• _Page excerpt_:
==========
Before returning to Canada, I will stay for two nights at my cousin Nanaji’s incredible penthouse apartment in the Bombay hills. Nanaji, one of my favorite relatives, is vice president of the family auto-glass firm, but sadly he’s away on business for my visit; as such, he has dispatched staff to meet me at the airport.
The man holding the MALL.A. sign is Nanaji’s driver, Ravi. As far as I can tell, Ravi is the exact same human being as my aunt’s driver, Raju (same moustache, bulbous gut, eager head-wobbling), with one exception: He runs everywhere. From the moment we step out of the airport, my backpack slung over his shoulder, he is sprinting uphill to the car. I’m tired; it’s hard to keep up. Why is he running? Are we being chased?
My tour of Bombay on the way back to my cousin’s place is of the new luxury hotels that are springing up as a result of the steady influx of foreign businessmen. “This one, Sheraton,” says Ravi, pointing out the window of my cousin’s SUV as we drive by. I get the feeling he’s done this before. “This one, Marriott.” I can think of nothing else to say but: “Great.”
We run from the parking garage into the elevator, which takes us up to Nanaji’s apartment. On the marble kitchen countertop, I discover that my cousin has left me 3,000 rupees and a note: “Enjoy yourself.” By this point in my trip, my credit card is maxed out and my bank account overdrawn, so the money, while overly generous, goes directly into my wallet without a second thought.
==========
• _Material supplied_:

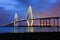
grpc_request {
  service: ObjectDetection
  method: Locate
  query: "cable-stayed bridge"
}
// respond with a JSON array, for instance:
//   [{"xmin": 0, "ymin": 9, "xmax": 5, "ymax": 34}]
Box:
[
  {"xmin": 0, "ymin": 6, "xmax": 60, "ymax": 33},
  {"xmin": 2, "ymin": 17, "xmax": 60, "ymax": 27}
]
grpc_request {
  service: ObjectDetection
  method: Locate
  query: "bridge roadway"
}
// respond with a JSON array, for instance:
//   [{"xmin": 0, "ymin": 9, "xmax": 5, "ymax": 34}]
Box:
[{"xmin": 0, "ymin": 16, "xmax": 60, "ymax": 27}]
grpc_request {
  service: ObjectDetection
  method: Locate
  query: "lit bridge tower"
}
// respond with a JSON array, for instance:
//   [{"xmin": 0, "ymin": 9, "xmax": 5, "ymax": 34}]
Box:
[
  {"xmin": 14, "ymin": 13, "xmax": 18, "ymax": 33},
  {"xmin": 27, "ymin": 6, "xmax": 34, "ymax": 32}
]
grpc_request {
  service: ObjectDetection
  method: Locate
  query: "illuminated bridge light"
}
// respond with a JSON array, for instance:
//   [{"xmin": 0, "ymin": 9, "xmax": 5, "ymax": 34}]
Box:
[
  {"xmin": 27, "ymin": 6, "xmax": 34, "ymax": 32},
  {"xmin": 14, "ymin": 13, "xmax": 18, "ymax": 33}
]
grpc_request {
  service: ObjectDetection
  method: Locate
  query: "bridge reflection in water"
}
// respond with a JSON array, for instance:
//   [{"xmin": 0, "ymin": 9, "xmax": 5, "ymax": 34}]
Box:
[{"xmin": 0, "ymin": 17, "xmax": 60, "ymax": 32}]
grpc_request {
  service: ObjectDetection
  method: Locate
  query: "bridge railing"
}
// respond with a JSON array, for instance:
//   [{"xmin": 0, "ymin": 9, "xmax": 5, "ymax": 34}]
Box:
[{"xmin": 0, "ymin": 17, "xmax": 60, "ymax": 27}]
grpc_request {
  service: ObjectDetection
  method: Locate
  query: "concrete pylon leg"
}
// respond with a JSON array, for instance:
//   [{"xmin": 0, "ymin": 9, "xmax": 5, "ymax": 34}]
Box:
[{"xmin": 27, "ymin": 6, "xmax": 34, "ymax": 32}]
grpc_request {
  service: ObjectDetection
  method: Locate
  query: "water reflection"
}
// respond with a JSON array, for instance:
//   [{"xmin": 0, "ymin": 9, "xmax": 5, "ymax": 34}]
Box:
[{"xmin": 0, "ymin": 27, "xmax": 60, "ymax": 33}]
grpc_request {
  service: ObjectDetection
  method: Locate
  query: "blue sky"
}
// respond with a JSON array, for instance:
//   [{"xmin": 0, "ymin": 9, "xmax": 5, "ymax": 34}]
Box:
[{"xmin": 0, "ymin": 0, "xmax": 60, "ymax": 25}]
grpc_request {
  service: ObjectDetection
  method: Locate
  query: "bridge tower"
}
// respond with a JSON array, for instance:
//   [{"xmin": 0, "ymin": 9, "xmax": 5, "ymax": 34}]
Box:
[
  {"xmin": 14, "ymin": 13, "xmax": 18, "ymax": 33},
  {"xmin": 27, "ymin": 6, "xmax": 34, "ymax": 32}
]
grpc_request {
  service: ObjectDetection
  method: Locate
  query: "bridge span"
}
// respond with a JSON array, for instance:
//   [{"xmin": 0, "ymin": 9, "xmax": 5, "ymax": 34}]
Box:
[{"xmin": 0, "ymin": 16, "xmax": 60, "ymax": 27}]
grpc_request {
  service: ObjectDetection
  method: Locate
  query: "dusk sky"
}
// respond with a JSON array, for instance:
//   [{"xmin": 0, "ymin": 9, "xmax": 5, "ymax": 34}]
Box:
[{"xmin": 0, "ymin": 0, "xmax": 60, "ymax": 25}]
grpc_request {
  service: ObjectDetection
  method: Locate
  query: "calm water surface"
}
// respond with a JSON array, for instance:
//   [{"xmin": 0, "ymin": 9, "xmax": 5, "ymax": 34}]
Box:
[{"xmin": 0, "ymin": 27, "xmax": 60, "ymax": 33}]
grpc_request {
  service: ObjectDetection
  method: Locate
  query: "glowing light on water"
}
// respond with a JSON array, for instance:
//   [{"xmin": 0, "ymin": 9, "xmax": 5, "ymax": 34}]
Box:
[
  {"xmin": 27, "ymin": 6, "xmax": 34, "ymax": 32},
  {"xmin": 14, "ymin": 13, "xmax": 18, "ymax": 33}
]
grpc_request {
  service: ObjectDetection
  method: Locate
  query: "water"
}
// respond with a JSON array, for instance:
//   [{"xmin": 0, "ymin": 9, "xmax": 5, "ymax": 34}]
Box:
[{"xmin": 0, "ymin": 27, "xmax": 60, "ymax": 33}]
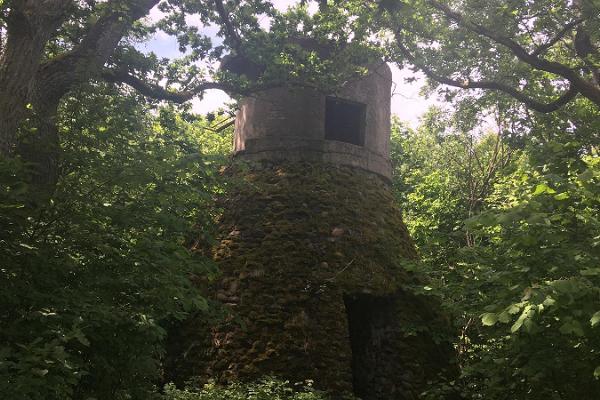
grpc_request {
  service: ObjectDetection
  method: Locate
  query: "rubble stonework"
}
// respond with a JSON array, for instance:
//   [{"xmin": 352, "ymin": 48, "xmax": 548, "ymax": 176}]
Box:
[{"xmin": 166, "ymin": 66, "xmax": 452, "ymax": 400}]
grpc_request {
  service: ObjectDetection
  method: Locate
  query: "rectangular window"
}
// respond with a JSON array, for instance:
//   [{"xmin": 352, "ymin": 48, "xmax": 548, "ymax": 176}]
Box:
[{"xmin": 325, "ymin": 96, "xmax": 367, "ymax": 146}]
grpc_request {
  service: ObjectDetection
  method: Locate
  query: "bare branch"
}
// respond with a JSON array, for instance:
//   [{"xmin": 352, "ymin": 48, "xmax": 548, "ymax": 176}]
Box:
[
  {"xmin": 531, "ymin": 18, "xmax": 585, "ymax": 57},
  {"xmin": 396, "ymin": 32, "xmax": 578, "ymax": 113},
  {"xmin": 427, "ymin": 0, "xmax": 600, "ymax": 107},
  {"xmin": 102, "ymin": 69, "xmax": 233, "ymax": 104}
]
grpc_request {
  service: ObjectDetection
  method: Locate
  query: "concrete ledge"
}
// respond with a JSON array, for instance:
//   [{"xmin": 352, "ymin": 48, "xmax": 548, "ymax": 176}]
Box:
[{"xmin": 234, "ymin": 136, "xmax": 392, "ymax": 183}]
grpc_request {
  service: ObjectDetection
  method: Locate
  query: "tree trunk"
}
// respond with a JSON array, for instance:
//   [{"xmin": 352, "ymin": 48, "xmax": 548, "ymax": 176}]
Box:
[{"xmin": 0, "ymin": 13, "xmax": 46, "ymax": 156}]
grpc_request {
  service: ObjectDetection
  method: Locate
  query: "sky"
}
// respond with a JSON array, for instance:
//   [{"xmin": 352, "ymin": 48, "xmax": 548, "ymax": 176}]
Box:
[{"xmin": 138, "ymin": 0, "xmax": 439, "ymax": 127}]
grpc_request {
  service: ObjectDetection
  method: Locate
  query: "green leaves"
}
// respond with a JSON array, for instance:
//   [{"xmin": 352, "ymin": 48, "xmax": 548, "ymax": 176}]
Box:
[{"xmin": 0, "ymin": 86, "xmax": 229, "ymax": 400}]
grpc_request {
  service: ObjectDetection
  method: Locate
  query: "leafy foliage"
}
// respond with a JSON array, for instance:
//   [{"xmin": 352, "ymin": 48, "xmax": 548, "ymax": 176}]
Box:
[
  {"xmin": 0, "ymin": 86, "xmax": 230, "ymax": 399},
  {"xmin": 393, "ymin": 102, "xmax": 600, "ymax": 399}
]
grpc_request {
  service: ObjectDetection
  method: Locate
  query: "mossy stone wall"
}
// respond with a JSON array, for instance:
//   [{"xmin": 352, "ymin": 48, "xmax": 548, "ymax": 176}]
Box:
[{"xmin": 171, "ymin": 162, "xmax": 458, "ymax": 399}]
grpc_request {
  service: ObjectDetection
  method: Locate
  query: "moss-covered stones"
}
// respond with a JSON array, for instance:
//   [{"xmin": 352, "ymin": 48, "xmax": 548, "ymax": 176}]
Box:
[{"xmin": 169, "ymin": 163, "xmax": 454, "ymax": 399}]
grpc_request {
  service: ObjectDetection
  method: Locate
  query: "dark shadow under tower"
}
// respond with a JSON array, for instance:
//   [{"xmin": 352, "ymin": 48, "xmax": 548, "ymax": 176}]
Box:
[{"xmin": 171, "ymin": 64, "xmax": 452, "ymax": 400}]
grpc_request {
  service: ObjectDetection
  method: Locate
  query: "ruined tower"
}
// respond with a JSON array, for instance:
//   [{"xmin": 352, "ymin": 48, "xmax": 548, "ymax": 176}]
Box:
[{"xmin": 171, "ymin": 63, "xmax": 458, "ymax": 400}]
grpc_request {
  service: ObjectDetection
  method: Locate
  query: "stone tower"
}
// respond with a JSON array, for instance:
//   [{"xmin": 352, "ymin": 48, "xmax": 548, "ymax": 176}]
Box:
[{"xmin": 169, "ymin": 64, "xmax": 451, "ymax": 400}]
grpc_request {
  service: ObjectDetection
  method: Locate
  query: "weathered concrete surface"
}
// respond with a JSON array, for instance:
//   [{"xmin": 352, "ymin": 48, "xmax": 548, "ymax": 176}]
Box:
[{"xmin": 234, "ymin": 64, "xmax": 392, "ymax": 179}]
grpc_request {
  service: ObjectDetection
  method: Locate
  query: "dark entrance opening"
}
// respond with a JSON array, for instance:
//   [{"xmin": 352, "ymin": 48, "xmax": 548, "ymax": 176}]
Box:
[
  {"xmin": 325, "ymin": 97, "xmax": 367, "ymax": 146},
  {"xmin": 344, "ymin": 294, "xmax": 404, "ymax": 400}
]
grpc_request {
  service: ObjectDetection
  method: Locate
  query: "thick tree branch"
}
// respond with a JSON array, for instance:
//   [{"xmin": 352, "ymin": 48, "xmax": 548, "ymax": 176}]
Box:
[
  {"xmin": 427, "ymin": 0, "xmax": 600, "ymax": 107},
  {"xmin": 396, "ymin": 32, "xmax": 578, "ymax": 113},
  {"xmin": 36, "ymin": 0, "xmax": 160, "ymax": 108},
  {"xmin": 102, "ymin": 69, "xmax": 234, "ymax": 104}
]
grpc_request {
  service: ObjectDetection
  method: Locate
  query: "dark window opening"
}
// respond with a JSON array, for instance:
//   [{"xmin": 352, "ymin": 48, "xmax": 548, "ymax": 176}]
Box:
[
  {"xmin": 344, "ymin": 294, "xmax": 404, "ymax": 400},
  {"xmin": 325, "ymin": 97, "xmax": 367, "ymax": 146}
]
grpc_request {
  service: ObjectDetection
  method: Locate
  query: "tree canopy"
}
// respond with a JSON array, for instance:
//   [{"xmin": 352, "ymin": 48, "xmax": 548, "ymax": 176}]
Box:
[{"xmin": 0, "ymin": 0, "xmax": 600, "ymax": 400}]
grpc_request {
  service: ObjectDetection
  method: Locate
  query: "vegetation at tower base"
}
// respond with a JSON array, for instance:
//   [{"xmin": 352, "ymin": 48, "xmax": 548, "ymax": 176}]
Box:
[{"xmin": 166, "ymin": 162, "xmax": 453, "ymax": 399}]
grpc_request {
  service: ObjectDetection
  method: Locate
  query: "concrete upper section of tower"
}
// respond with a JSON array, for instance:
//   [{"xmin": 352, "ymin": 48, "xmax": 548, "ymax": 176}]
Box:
[{"xmin": 234, "ymin": 62, "xmax": 392, "ymax": 179}]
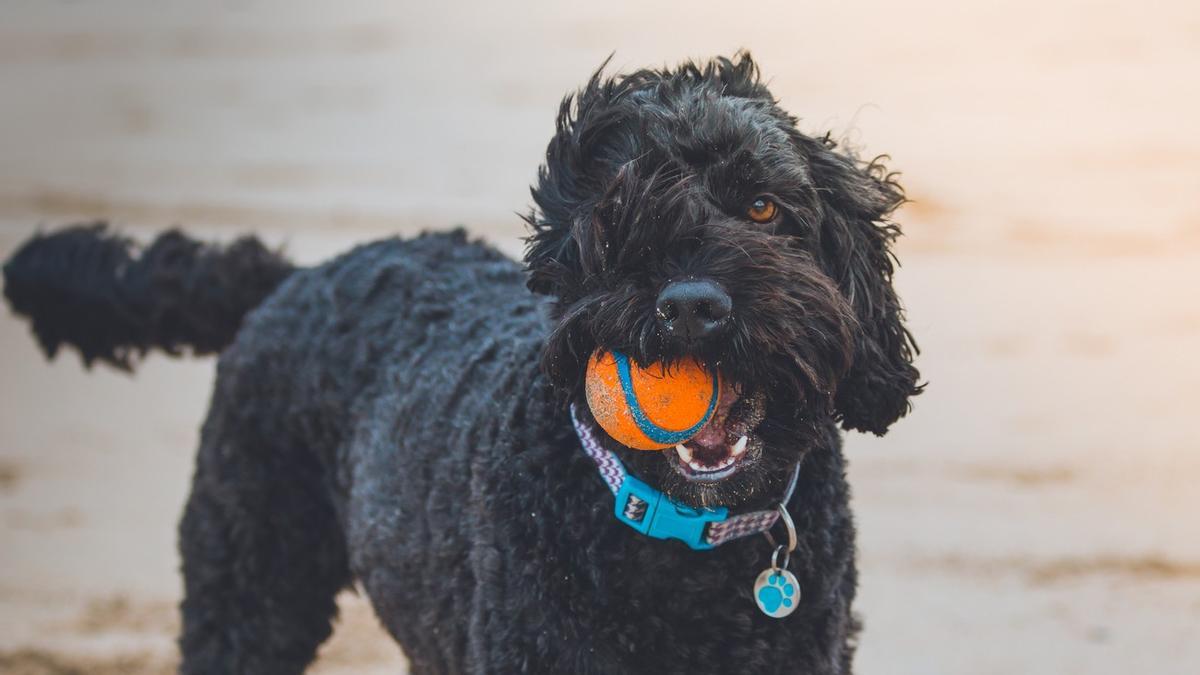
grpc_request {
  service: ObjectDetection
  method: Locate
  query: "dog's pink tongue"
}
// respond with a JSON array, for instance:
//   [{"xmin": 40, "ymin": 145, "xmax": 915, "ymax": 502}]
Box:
[{"xmin": 688, "ymin": 382, "xmax": 738, "ymax": 449}]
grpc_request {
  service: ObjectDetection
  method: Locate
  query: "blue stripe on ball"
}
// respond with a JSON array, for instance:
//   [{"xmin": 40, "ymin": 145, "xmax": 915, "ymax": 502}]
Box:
[{"xmin": 612, "ymin": 351, "xmax": 720, "ymax": 446}]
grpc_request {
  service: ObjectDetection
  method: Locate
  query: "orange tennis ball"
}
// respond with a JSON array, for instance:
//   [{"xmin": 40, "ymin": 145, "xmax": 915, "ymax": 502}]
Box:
[{"xmin": 584, "ymin": 350, "xmax": 721, "ymax": 450}]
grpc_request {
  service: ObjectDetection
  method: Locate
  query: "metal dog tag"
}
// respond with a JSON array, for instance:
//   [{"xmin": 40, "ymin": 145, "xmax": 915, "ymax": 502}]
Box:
[{"xmin": 754, "ymin": 567, "xmax": 800, "ymax": 619}]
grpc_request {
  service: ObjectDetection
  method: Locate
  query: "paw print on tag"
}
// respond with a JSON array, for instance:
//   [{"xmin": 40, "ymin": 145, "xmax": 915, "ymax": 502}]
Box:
[{"xmin": 754, "ymin": 569, "xmax": 800, "ymax": 619}]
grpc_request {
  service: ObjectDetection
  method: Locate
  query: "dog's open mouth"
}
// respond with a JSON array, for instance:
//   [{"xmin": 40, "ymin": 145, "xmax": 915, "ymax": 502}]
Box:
[{"xmin": 664, "ymin": 383, "xmax": 766, "ymax": 483}]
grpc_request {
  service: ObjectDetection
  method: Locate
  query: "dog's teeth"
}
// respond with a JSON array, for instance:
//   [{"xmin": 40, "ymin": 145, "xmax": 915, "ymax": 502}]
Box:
[{"xmin": 732, "ymin": 436, "xmax": 749, "ymax": 456}]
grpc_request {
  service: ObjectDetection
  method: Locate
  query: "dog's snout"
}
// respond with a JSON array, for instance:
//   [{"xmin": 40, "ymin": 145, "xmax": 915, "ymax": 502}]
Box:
[{"xmin": 655, "ymin": 279, "xmax": 733, "ymax": 340}]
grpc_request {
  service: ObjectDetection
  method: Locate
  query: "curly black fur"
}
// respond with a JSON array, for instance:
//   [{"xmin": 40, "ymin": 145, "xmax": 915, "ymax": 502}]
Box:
[
  {"xmin": 6, "ymin": 55, "xmax": 919, "ymax": 674},
  {"xmin": 4, "ymin": 222, "xmax": 292, "ymax": 370}
]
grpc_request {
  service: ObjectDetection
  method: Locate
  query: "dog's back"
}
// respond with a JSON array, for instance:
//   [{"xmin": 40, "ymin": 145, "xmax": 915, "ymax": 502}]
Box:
[{"xmin": 5, "ymin": 225, "xmax": 550, "ymax": 674}]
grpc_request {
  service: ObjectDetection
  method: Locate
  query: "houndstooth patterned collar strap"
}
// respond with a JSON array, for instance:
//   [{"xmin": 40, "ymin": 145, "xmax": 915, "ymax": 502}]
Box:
[{"xmin": 571, "ymin": 405, "xmax": 800, "ymax": 550}]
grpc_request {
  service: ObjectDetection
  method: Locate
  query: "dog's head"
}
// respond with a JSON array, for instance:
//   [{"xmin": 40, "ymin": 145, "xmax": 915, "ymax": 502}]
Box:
[{"xmin": 526, "ymin": 54, "xmax": 919, "ymax": 506}]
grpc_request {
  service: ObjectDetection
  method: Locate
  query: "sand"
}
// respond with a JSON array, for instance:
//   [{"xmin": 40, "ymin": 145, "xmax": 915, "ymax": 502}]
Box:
[{"xmin": 0, "ymin": 0, "xmax": 1200, "ymax": 675}]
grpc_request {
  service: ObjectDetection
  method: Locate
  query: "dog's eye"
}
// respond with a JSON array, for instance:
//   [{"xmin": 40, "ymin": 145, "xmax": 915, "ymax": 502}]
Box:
[{"xmin": 746, "ymin": 197, "xmax": 779, "ymax": 222}]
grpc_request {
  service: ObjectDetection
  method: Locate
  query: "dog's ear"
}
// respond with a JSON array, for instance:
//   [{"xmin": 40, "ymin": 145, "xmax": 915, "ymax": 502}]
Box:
[
  {"xmin": 524, "ymin": 56, "xmax": 629, "ymax": 295},
  {"xmin": 797, "ymin": 135, "xmax": 922, "ymax": 436}
]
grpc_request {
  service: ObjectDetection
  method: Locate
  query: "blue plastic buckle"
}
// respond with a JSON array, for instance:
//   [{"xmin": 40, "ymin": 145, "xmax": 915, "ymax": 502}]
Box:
[{"xmin": 616, "ymin": 473, "xmax": 730, "ymax": 551}]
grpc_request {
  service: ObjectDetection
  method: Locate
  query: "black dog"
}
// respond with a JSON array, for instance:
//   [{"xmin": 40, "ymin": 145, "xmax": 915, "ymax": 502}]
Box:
[{"xmin": 5, "ymin": 55, "xmax": 919, "ymax": 674}]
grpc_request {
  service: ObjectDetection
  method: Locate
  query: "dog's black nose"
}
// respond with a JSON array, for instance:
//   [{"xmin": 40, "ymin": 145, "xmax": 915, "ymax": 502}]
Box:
[{"xmin": 655, "ymin": 279, "xmax": 733, "ymax": 340}]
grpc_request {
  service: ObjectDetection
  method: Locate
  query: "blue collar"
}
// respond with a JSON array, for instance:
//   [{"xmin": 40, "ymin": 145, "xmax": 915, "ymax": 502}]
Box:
[{"xmin": 571, "ymin": 405, "xmax": 800, "ymax": 551}]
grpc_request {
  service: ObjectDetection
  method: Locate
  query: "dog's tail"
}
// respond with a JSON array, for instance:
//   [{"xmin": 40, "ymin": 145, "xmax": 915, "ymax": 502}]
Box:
[{"xmin": 4, "ymin": 222, "xmax": 294, "ymax": 370}]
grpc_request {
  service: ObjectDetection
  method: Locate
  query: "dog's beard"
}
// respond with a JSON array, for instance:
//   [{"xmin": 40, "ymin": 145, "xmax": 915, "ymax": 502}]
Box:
[{"xmin": 577, "ymin": 369, "xmax": 828, "ymax": 508}]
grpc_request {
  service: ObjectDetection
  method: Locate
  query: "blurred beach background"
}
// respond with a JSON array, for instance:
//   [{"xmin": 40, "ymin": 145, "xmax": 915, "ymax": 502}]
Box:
[{"xmin": 0, "ymin": 0, "xmax": 1200, "ymax": 675}]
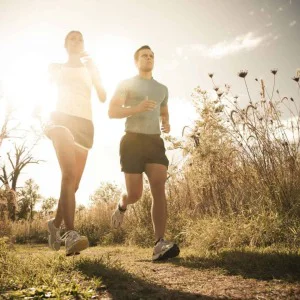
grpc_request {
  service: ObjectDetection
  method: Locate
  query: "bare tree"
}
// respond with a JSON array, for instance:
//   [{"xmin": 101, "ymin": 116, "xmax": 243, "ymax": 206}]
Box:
[{"xmin": 0, "ymin": 144, "xmax": 41, "ymax": 220}]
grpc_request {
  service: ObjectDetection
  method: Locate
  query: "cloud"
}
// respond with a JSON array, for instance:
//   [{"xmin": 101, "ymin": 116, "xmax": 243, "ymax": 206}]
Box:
[
  {"xmin": 176, "ymin": 32, "xmax": 271, "ymax": 59},
  {"xmin": 207, "ymin": 32, "xmax": 264, "ymax": 58}
]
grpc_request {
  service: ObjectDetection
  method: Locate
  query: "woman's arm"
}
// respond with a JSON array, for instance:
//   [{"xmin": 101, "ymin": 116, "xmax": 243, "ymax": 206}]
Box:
[{"xmin": 84, "ymin": 56, "xmax": 106, "ymax": 102}]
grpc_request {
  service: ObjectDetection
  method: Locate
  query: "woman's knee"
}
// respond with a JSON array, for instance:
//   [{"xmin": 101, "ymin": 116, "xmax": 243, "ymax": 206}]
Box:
[
  {"xmin": 127, "ymin": 190, "xmax": 143, "ymax": 203},
  {"xmin": 62, "ymin": 170, "xmax": 78, "ymax": 189}
]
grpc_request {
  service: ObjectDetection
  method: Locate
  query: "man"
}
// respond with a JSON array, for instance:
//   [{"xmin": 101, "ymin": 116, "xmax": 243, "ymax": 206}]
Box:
==========
• _Aim 1_:
Rewrite the paragraph of the Bombay travel account that begins "The man holding the MALL.A. sign" as a short bulleted list, keeping its main facts.
• _Aim 2_:
Pick up the Bombay travel account after its final sentence and carry the narrative forward.

• _Written reply 1_:
- Ravi, Nanaji's driver, is the man holding the MALL.A. sign.
- He seems identical to the aunt's driver, Raju: same moustache, bulbous gut and eager head-wobbling.
- The one difference is that Ravi runs everywhere.
- From the airport exit, he sprints uphill to the car with the backpack over his shoulder.
- The tired narrator struggles to keep up and wonders why he is running, or whether they are being chased.

• _Written reply 2_:
Later, at sunset, I go up onto the roof to look out over Bombay. To the north, there is something like a mini-golf course scattered between palm trees. Huge apartment towers sprout out of the land on either side, one wrapped in a rickety exoskeleton of bamboo scaffolding. South is the commercial district, and beyond that the hills, on the far side of which a shanty town balances precariously, all tarpaulin and tin shacks stacked in rows, like building blocks laid out by a child.
After nearly a month, I am tired of India. All I want to do is sit in my cousin’s condo and wait to leave. But with only one day in Bombay I can’t let my dad down; he’s informed me that a visit to the National Gallery of Modern Art is compulsory. So I go; Ravi drives. An exhibit on Gandhi is showing, and after my standard “Indian or foreigner” argument with the ticket-seller (which, this time, I triumphantly win, allowing me inside with 2,995 of my cousin’s rupees to spare), I am inside.
Each section of the exhibit is staffed by student guides dressed identically in simple, rough-hewn cotton shirts. Most of the guides have memorized a script they recite listlessly, without variation, to visitors. The exhibit itself combines fascinating trivia and archival material with needlessly complex technology. One piece, up a staircase, is a cube barred with holographic lasers. “This is an E-prison,” the guide narrates. “E-prison means? Electronic prison.”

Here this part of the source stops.